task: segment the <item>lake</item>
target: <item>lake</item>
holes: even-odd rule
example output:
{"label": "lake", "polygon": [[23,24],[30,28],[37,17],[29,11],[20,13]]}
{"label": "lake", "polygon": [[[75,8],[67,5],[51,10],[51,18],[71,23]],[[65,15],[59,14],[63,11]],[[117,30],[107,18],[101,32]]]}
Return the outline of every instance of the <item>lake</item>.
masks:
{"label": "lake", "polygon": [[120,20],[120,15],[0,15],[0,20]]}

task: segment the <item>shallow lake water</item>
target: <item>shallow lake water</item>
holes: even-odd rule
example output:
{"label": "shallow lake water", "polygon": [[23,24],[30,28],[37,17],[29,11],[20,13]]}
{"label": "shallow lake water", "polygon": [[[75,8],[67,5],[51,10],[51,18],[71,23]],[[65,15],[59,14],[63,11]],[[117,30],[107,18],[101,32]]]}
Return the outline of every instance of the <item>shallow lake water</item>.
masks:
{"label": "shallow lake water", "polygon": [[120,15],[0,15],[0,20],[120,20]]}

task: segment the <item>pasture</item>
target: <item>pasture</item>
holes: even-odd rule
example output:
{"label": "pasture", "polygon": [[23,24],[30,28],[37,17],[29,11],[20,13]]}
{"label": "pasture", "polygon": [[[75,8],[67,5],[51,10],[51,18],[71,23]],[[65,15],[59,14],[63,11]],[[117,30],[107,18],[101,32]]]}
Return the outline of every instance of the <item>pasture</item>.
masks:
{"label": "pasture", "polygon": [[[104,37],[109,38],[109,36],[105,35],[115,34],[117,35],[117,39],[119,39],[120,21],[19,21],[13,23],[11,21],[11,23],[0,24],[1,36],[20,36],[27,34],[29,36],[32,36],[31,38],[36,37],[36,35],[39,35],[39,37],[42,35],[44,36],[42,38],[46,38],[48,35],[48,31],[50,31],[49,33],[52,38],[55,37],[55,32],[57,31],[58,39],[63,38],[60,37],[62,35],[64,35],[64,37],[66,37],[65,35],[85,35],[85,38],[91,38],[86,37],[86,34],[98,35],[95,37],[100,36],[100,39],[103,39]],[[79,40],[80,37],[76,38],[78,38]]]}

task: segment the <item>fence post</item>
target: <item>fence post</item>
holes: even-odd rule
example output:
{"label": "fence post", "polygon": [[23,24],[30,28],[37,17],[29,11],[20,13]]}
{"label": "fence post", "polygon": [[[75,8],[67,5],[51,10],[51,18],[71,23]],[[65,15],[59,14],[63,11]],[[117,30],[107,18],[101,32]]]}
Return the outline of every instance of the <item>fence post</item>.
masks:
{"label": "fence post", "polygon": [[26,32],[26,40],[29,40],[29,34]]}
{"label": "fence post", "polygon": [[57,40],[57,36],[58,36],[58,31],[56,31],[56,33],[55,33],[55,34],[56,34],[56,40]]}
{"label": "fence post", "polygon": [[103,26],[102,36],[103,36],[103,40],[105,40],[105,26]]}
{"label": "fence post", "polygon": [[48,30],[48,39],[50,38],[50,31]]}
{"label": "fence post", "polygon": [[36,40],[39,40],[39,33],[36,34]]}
* * *
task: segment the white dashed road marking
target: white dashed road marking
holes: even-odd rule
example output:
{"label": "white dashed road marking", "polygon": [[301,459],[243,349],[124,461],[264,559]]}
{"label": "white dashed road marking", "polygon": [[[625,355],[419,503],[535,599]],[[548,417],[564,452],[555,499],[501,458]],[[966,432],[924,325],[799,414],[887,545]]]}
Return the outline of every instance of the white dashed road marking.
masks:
...
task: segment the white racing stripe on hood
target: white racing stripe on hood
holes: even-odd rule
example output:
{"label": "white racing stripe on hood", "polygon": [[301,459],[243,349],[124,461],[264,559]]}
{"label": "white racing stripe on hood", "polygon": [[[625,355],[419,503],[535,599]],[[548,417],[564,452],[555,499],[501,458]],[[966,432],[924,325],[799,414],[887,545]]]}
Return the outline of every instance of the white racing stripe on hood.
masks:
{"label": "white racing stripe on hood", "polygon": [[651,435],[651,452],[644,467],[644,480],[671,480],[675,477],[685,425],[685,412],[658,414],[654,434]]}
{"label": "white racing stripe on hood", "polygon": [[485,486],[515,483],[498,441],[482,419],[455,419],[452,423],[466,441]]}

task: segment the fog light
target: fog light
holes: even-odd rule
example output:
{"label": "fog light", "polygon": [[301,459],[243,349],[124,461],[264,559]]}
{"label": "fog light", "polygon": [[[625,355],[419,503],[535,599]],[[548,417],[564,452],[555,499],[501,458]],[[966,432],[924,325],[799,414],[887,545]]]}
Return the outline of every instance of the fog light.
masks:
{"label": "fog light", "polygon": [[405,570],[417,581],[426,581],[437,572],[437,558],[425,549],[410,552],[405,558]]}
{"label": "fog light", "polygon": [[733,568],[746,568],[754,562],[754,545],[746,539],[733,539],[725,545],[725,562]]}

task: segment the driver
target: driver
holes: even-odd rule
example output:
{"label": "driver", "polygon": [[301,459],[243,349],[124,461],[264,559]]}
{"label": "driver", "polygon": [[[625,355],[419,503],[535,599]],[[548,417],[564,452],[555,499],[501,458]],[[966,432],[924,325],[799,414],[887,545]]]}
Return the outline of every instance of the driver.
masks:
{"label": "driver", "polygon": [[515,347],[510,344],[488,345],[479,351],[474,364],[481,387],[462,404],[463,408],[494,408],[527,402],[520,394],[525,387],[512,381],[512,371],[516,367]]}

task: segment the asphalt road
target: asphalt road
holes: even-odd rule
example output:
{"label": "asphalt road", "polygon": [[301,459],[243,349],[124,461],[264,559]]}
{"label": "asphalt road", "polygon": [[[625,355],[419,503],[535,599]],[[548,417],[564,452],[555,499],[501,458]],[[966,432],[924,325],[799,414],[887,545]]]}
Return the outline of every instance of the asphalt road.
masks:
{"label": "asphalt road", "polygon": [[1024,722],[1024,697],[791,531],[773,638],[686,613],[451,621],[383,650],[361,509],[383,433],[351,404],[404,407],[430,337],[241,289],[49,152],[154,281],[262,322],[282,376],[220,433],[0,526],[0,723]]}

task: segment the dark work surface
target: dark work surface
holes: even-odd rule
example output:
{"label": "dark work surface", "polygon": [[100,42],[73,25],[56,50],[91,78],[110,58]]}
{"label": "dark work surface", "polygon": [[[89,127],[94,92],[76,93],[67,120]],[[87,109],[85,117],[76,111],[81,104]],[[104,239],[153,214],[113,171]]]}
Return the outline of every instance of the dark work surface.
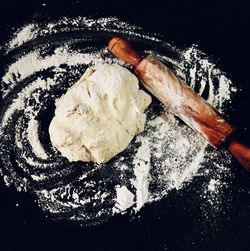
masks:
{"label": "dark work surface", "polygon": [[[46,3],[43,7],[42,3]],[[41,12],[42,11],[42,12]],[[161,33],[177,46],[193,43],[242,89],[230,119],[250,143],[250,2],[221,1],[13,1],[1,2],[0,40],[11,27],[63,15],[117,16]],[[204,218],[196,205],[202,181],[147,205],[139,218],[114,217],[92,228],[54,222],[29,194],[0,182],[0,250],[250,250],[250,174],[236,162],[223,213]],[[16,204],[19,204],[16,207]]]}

• ABOUT THIS TASK:
Return every line of the preceding records in which the word "target" appears.

• THE COMPLETED TASK:
target: <item>lake</item>
target: <item>shallow lake water</item>
target: <item>pasture</item>
target: <item>fence post</item>
target: white dashed road marking
target: white racing stripe on hood
target: fog light
target: driver
target: asphalt road
target: dark work surface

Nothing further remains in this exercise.